◆ Stated exercise 1
Can you reproduce the records from the line with "of the antenna." to the line with "x=146 y=122", keeping those lines identical?

◆ Document text
——
GST & Additional Charges
Unless expressly stated otherwise, all prices are exclusive of GST, freight, insurance, duties, levies and any other applicable charges, which are payable by the Customer in addition to the purchase price. -
Price Changes
Holly & Ivy reserves the right to vary pricing at any time. Price changes do not affect Orders that have already been accepted, unless the change results from circumstances beyond Holly & Ivy’s reasonable control (including supplier cost increases, freight increases, or regulatory changes). -
Recommended Retail Price (RRP)
——
◆ Data records

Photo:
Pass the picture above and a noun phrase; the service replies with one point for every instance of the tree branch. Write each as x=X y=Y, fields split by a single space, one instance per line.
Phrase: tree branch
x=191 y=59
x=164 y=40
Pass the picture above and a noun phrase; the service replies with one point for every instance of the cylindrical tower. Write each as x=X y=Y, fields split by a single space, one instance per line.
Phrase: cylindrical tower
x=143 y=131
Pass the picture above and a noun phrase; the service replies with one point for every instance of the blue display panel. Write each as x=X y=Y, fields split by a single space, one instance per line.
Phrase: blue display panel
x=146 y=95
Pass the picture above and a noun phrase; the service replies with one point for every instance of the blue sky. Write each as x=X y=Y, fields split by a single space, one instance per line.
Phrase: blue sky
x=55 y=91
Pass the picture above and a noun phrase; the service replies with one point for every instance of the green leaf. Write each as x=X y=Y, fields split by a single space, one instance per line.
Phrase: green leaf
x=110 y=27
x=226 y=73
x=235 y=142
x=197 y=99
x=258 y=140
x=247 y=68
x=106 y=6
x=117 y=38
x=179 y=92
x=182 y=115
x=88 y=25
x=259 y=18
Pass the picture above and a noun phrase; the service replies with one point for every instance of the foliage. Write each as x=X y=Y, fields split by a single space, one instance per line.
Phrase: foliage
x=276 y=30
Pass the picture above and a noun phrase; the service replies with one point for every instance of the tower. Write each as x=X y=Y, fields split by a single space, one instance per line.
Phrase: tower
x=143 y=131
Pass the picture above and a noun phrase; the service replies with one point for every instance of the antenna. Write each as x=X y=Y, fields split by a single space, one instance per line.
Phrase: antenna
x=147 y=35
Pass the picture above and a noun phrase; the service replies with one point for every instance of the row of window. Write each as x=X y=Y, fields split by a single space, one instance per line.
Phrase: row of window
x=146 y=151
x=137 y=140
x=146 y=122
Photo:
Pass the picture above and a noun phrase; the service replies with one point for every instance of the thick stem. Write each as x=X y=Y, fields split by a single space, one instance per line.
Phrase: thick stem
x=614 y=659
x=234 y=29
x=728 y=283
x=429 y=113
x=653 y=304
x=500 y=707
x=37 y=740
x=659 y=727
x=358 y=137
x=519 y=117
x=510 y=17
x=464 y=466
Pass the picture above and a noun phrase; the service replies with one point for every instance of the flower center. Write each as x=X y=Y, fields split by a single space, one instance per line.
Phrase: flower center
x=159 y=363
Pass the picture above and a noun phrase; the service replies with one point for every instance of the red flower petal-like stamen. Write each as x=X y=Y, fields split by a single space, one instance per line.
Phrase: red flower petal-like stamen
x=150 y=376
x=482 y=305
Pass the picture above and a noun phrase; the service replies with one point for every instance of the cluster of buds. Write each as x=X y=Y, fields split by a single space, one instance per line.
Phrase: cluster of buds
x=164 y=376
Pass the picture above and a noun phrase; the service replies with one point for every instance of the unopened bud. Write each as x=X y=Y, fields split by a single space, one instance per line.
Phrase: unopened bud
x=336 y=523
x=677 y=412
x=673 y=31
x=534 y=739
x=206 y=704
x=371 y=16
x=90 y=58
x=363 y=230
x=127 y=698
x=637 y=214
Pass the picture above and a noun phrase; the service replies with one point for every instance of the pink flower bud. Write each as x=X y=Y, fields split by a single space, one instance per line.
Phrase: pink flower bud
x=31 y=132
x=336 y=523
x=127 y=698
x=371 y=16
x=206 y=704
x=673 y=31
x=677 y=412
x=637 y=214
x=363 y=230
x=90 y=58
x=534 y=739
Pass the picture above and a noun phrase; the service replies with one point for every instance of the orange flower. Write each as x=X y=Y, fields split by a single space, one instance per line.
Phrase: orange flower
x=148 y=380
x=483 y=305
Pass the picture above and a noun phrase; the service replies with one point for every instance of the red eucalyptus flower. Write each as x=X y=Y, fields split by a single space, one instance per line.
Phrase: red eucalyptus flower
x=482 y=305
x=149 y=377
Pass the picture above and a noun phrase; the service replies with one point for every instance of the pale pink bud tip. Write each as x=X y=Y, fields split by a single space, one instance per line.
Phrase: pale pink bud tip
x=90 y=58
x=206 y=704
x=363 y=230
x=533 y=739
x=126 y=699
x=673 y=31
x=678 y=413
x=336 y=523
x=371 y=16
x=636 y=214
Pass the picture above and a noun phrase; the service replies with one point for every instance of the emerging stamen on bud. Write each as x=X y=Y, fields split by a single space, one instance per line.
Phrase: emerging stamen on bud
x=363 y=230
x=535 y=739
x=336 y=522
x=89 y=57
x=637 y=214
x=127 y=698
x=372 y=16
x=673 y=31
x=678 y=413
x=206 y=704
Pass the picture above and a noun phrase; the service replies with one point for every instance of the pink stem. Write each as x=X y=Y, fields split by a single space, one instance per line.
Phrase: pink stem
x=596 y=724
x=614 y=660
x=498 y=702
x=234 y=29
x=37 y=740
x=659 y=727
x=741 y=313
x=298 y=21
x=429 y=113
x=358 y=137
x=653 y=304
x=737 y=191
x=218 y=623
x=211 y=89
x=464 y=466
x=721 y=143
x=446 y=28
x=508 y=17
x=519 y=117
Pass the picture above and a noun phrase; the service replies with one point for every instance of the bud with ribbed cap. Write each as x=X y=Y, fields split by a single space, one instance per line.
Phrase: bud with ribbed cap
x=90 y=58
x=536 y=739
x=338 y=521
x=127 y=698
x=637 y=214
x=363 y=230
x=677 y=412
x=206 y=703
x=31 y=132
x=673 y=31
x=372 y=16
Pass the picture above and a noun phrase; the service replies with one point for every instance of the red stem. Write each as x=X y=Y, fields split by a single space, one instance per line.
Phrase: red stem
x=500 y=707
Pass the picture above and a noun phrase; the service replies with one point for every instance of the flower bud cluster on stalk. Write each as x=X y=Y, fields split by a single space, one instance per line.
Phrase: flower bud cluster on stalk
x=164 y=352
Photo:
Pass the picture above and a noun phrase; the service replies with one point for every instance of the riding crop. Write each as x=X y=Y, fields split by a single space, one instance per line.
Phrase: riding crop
——
◆ Stated exercise 2
Which specific charges does the pricing terms text name as payable by the Customer on top of the purchase price?

◆ Exercise output 1
Pass the picture above and a noun phrase; the service replies with one point for every instance of the antenna. Write each as x=X y=Y, fields split by a single space, one instance per line.
Phrase: antenna
x=147 y=35
Pass the picture above and a noun phrase; the service replies with one point for every instance of the row of window. Write each as x=X y=Y, fields split by a single space, one instance per line.
Phrase: row of window
x=146 y=151
x=137 y=140
x=146 y=122

◆ Exercise output 2
GST, freight, insurance, duties, levies